» Brief
Extend the text on measuring programming productivity with SETL-to-C compilation, starting after its final sentence.

» Document text
=-=-=

Suppose we measure programming productivity in a given programming language as the number of pretty-printed source lines produced per unit time. Suppose also that productivity decreases as the conceptual difficulty in understanding a program grows. Then in our investigation, which is restricted to highly algorithmic programming (as is found in complex language systems and environments), conceptual difficulty is roughly reflected in the size of the dataflow relation, which can be expected to grow nonlinearly with the number of source lines. Thus, programming productivity P(L), as a function of the number of program source lines L, increases as L decreases.
Let L2 be the size of a C program C2 compiled from a low-level SETL specification S1 of size L1, and let C3 be a hand-crafted C program equivalent to C2. By assumption one, we can use the same productivity function P(L) for programs written in both low-level SETL and C. By assumption two, we know that the size of C3 is roughly the same as the size L2 of C2. Then the improvement in productivity by using our automated program development methodology versus hand-crafted programming is given by the time L2/P(L2) to manually produce C2 divided by the time L1/P(L1) to manually produce S1. A lower bound on this productivity improvement is given by L2/L1, since P(L1)/P(L2) > 1 whenever L1 < L2.
It should be emphasized that our experiments did not measure productivity directly, which would have required difficult and costly analysis of human factors such as programming expertise and intelligence. Instead we measured productivity improvement by exploiting the two assumptions mentioned above to obtain an objective, inexpensive, and credible framework for conducting comparative productivity experiments that could avoid all human factors. The ratio of lines of C code generated automatically from low-level SETL divided by the number of lines of low-level SETL being compiled gives a lower bound on productivity improvement. Every algorithm that we tested in [Cai and Paige, 1993] yielded ratios that exceeded 5, and that grew as the input size grew.

=-=-=

» Material shown
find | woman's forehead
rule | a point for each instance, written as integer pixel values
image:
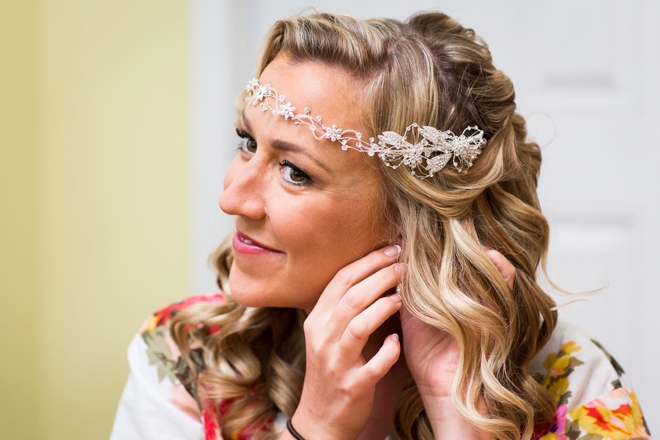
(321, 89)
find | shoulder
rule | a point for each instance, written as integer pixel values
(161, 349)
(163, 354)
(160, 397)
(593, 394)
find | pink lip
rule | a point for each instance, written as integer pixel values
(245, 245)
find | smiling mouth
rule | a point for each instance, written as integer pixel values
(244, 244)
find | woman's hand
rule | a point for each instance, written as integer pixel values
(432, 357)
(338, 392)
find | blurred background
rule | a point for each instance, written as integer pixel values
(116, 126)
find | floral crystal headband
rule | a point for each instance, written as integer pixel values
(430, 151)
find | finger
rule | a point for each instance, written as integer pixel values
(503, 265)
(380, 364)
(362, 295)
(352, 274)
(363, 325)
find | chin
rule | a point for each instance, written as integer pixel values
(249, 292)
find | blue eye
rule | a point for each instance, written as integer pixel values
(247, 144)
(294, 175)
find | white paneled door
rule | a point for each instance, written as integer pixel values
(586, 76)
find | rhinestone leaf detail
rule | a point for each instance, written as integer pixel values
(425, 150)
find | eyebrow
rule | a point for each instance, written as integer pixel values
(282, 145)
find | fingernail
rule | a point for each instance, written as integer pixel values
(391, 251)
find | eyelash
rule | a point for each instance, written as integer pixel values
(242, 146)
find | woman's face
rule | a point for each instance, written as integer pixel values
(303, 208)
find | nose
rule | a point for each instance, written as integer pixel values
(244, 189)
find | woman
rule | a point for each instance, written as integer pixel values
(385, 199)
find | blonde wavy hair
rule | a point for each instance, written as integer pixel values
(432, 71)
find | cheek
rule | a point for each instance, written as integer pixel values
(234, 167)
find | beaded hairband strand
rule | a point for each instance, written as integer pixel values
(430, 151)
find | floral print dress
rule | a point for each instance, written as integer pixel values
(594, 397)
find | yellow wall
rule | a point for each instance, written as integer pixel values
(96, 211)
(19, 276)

=-=-=

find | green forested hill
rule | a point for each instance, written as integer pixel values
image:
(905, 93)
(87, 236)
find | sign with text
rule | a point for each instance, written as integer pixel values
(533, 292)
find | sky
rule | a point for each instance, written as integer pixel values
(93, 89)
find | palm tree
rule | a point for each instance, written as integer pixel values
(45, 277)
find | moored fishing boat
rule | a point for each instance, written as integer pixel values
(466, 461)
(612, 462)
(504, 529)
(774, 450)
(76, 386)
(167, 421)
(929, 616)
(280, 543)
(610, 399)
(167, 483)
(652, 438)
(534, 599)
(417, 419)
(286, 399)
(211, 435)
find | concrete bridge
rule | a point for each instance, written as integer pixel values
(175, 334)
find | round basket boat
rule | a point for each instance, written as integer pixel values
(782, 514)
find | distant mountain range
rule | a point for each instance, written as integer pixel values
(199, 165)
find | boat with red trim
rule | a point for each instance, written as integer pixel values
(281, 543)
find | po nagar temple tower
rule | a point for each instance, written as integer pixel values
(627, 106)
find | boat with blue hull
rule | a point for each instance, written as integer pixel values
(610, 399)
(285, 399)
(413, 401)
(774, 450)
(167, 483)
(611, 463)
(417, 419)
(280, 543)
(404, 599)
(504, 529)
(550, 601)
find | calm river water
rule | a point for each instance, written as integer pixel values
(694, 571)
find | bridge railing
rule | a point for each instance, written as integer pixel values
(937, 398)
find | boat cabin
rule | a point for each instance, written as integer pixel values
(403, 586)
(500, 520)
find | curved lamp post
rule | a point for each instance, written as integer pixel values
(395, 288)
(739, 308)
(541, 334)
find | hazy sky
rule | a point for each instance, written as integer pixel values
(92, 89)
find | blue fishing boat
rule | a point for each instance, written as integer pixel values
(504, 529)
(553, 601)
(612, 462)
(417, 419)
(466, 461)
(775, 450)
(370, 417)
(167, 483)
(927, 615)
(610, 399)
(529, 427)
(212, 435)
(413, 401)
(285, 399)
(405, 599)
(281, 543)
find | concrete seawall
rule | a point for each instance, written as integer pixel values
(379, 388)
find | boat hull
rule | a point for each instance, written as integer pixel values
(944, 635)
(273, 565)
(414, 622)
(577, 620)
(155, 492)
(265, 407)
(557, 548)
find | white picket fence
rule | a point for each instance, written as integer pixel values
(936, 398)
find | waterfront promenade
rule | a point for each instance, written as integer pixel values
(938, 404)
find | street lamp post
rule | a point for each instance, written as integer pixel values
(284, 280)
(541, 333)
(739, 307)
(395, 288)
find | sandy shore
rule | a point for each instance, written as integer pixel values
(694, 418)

=-=-=

» Result
Although we found that the C code generated automatically from low-level SETL had runtime performance comparable to good hand code (whose running time, excluding I/O, was at least 30 times faster than SETL2 running time executed by the standard SETL2 interpreter), only small-scale examples were used. The largest C program was about 10 pages. Low-level SETL lacked procedures, and the type system was highly restricted. The SETL-to-C production rate was too slow - about 24 lines of C per minute on a SPARC 2. Finally, high-level SETL input had to be translated into low-level C input at compilation time.
The hypothesis that productivity improvement will scale up by our methods is based on the methodology and the application domain. Real-time simulation is applied uniformly to each instruction of a program regardless of program size. Program analysis and transformation algorithms have a complex combinatorial nature, which fits our model of productivity.
Over the last few years, I've felt that, finally, there was enough evidence and know-how to put together much of our work into a formal program development methodology that could achieve my goals of 20 years ago. Although I was too sick to carry this work out, I'm happy that my student Deepak Goyal has done it in his Ph.D. thesis, which should be finished some time over the summer. To some of you Deepak's formalisation will be the first real result in transformational programming to come out of my research project. Deepak or I ought to present it at a future meeting. Annie Liu, who's on Deepak's Committee, can tell you more, or you may look at Deepak's home page, which is in the Ph.D. student area of our NYU Dept home page. I think you'll like it.
For anyone interested, Deepak just accepted a research position at IBM TJ Watson starting October 1. Until then, he'll be at NYU.